_What is needed_
Nothing but the lines from the one containing "tip in the photo above." through the last line should be written out, please, exactly as they stand.

(Point-based annotation data)
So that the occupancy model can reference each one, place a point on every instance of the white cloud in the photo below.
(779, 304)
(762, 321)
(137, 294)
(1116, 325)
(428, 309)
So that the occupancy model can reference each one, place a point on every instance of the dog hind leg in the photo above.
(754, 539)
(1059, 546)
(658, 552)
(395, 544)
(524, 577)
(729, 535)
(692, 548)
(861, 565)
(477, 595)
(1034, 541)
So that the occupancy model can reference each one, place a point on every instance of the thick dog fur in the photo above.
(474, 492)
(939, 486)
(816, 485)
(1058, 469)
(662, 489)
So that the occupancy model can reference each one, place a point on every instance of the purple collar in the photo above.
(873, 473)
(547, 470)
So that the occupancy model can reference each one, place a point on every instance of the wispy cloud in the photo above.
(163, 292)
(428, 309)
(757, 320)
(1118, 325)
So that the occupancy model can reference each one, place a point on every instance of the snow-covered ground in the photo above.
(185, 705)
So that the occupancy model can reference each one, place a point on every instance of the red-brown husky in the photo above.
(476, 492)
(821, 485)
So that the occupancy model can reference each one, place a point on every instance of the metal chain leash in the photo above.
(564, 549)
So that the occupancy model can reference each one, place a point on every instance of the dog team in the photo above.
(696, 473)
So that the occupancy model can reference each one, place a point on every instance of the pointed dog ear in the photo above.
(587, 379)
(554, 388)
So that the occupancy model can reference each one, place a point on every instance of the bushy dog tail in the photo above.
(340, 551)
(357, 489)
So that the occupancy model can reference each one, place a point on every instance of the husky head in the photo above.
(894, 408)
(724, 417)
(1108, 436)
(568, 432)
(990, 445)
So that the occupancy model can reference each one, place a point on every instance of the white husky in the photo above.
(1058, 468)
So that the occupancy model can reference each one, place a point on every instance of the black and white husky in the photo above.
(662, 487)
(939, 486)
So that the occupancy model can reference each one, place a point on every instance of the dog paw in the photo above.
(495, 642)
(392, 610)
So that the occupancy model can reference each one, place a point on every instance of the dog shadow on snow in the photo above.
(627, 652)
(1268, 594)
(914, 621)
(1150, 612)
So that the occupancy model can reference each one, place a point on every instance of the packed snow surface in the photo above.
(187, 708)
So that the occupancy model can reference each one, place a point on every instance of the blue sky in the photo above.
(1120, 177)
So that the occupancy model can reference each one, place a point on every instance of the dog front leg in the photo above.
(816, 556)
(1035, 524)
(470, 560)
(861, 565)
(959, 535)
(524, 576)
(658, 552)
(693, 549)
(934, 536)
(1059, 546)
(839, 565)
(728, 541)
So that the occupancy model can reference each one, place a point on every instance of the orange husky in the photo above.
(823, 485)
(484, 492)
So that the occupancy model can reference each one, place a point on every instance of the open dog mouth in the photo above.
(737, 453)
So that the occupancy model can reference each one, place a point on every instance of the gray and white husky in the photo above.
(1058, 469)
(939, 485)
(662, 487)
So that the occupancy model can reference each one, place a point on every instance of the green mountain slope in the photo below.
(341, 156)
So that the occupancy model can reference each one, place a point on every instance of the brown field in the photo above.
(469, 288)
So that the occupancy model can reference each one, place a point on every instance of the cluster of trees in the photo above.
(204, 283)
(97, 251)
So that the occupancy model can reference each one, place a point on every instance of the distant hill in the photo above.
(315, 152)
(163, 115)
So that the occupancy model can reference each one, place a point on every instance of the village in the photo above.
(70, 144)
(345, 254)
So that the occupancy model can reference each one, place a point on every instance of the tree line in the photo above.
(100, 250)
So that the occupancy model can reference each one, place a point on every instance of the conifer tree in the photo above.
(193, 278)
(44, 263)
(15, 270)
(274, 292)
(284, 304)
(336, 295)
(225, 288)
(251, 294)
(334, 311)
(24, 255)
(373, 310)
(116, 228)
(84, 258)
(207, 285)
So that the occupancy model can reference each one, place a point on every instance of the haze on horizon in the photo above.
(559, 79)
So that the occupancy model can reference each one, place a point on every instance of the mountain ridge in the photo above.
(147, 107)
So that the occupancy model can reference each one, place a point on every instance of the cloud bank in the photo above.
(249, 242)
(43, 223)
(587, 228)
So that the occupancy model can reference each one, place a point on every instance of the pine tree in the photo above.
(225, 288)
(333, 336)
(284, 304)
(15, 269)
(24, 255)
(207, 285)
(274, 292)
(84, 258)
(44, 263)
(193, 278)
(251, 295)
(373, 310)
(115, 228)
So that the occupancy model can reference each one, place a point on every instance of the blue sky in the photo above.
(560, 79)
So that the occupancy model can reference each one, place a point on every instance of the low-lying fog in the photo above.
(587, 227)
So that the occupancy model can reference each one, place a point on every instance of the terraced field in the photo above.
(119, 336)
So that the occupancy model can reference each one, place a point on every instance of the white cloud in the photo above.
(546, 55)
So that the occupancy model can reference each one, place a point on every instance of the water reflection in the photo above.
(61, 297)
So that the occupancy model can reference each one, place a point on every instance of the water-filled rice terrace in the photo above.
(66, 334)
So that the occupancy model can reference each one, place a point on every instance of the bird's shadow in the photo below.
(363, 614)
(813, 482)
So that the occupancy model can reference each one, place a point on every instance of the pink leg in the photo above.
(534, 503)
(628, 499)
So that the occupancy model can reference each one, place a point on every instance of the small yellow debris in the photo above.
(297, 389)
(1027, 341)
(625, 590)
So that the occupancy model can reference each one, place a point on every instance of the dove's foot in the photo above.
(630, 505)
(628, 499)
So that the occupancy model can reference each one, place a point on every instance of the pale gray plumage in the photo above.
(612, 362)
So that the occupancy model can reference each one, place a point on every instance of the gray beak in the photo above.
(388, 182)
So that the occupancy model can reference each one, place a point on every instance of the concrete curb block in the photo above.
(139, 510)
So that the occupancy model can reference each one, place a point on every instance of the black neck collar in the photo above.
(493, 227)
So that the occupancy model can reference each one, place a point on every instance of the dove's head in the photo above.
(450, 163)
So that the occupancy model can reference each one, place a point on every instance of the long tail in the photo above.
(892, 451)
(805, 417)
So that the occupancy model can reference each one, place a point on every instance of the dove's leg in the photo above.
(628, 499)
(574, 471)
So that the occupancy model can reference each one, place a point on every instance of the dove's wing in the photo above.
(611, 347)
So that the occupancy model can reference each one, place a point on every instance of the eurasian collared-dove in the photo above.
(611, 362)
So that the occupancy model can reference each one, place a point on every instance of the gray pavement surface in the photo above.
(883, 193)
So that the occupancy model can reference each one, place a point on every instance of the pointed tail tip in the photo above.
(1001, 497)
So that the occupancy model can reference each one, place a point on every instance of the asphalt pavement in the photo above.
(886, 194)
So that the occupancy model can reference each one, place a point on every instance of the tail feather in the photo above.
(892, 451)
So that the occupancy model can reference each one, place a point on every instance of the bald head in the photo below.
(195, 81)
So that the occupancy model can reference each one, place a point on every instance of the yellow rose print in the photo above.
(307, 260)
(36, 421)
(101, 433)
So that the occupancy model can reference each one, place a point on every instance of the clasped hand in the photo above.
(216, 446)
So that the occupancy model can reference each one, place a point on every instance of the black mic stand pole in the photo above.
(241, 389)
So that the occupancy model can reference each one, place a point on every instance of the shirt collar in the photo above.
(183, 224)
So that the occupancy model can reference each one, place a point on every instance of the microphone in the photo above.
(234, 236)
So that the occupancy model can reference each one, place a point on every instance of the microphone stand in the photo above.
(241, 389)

_Result_
So that the occupancy model can reference each one, place a point on every instance of the pointed tail tip in the photo above.
(1001, 497)
So that the occupancy model can reference each one, place a point on every instance of the asphalt pavement in the photo above.
(886, 194)
So that the occupancy model can reference each one, place a point on every instance of the tail feather in the photo above.
(892, 451)
So that the occupancy model can reference each one, place a point on every instance of the bald head in the photo below.
(195, 81)
So that the occupancy model can reference each one, place a point on every instance of the yellow rose print in the photo above.
(307, 260)
(36, 421)
(101, 433)
So that the occupancy model can reference each one, place a point on every instance of the clasped hand in the photo above.
(216, 446)
So that the occupancy model can reference each one, place a point on every instance of the black mic stand pole in the photo above.
(241, 389)
So that the occupancy model can reference each one, place a point on every instance of the shirt collar in the photo above.
(183, 224)
So that the occupancy model can reference each one, place a point on every instance of the microphone in the photo above.
(234, 236)
So that the occupancy model can reference each one, place a point on every instance of the microphone stand in the photo above.
(241, 389)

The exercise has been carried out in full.